### Assigned task:
Return exactly the lines below, starting with the one that has "Target: utility pole" and going on through the one that has "column 102, row 660".

### Given information:
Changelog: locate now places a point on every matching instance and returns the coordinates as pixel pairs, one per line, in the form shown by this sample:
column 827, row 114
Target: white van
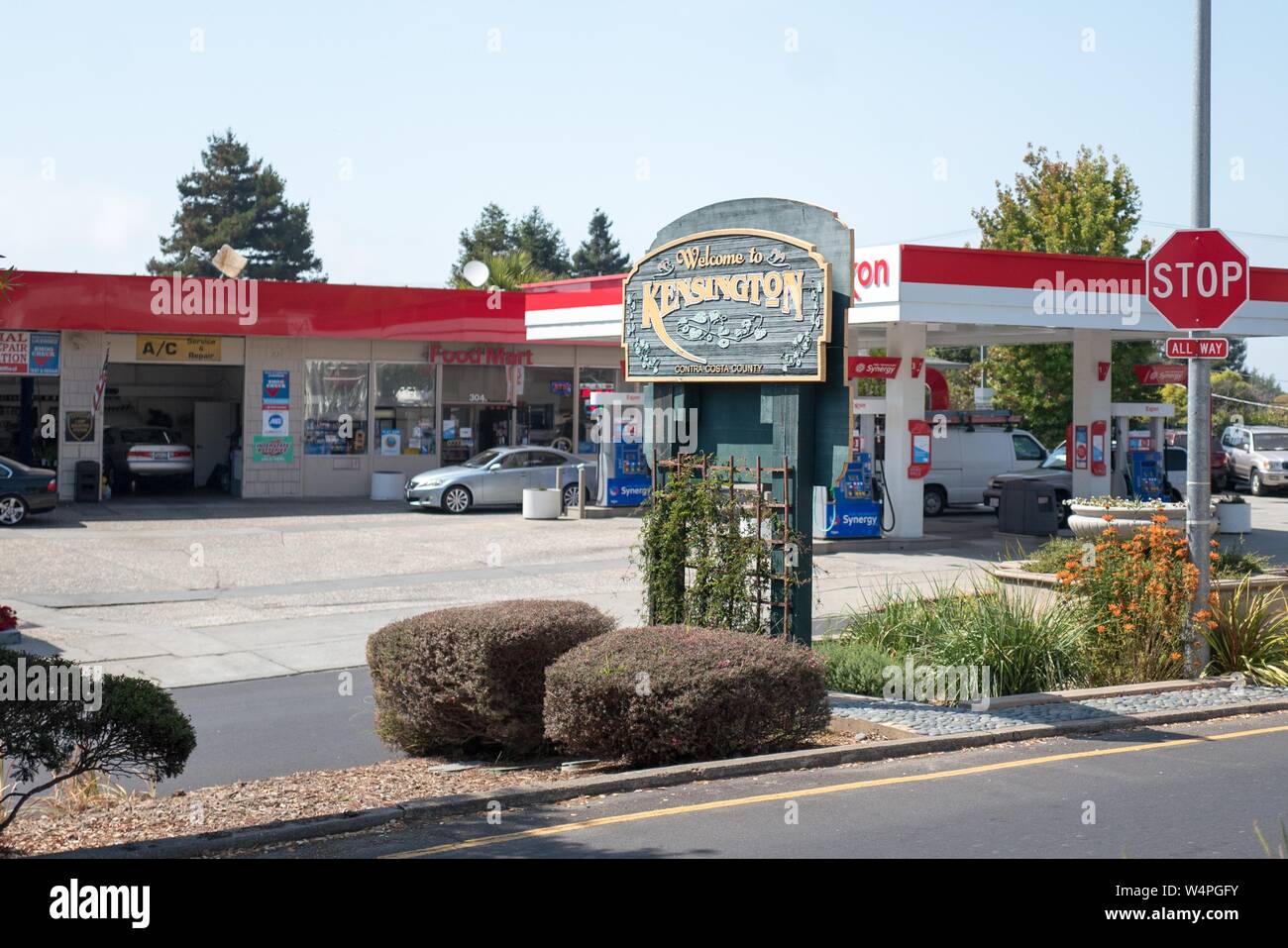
column 962, row 462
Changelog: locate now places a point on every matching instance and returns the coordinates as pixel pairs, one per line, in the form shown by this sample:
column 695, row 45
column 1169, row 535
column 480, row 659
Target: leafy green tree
column 1087, row 206
column 506, row 270
column 492, row 233
column 241, row 202
column 544, row 243
column 599, row 254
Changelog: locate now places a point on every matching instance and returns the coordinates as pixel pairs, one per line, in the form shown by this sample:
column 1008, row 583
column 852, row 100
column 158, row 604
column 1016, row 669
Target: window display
column 404, row 407
column 335, row 393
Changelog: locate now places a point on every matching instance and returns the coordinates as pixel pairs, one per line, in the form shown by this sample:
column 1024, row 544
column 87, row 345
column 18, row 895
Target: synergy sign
column 728, row 305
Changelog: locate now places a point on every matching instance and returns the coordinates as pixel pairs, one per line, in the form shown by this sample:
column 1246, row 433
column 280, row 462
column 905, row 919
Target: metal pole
column 1198, row 474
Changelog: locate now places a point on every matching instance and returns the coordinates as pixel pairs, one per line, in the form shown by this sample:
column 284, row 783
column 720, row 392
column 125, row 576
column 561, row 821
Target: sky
column 398, row 121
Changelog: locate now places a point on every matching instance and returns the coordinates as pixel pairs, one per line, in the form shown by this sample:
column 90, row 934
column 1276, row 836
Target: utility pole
column 1198, row 475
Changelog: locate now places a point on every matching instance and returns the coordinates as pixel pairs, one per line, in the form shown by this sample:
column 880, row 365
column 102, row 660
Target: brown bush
column 666, row 693
column 473, row 675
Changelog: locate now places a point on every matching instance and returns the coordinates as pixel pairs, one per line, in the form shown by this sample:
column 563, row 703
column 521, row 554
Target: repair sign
column 29, row 353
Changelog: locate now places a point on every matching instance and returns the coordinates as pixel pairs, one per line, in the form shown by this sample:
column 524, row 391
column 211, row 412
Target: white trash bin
column 1233, row 518
column 541, row 504
column 387, row 484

### Answer to this exercise:
Target: utility pole
column 1198, row 475
Changelog: locate now places a point on every matching instance and returns the coordinates as pixel pairs, one per line, in the form shown by this sample:
column 880, row 365
column 102, row 660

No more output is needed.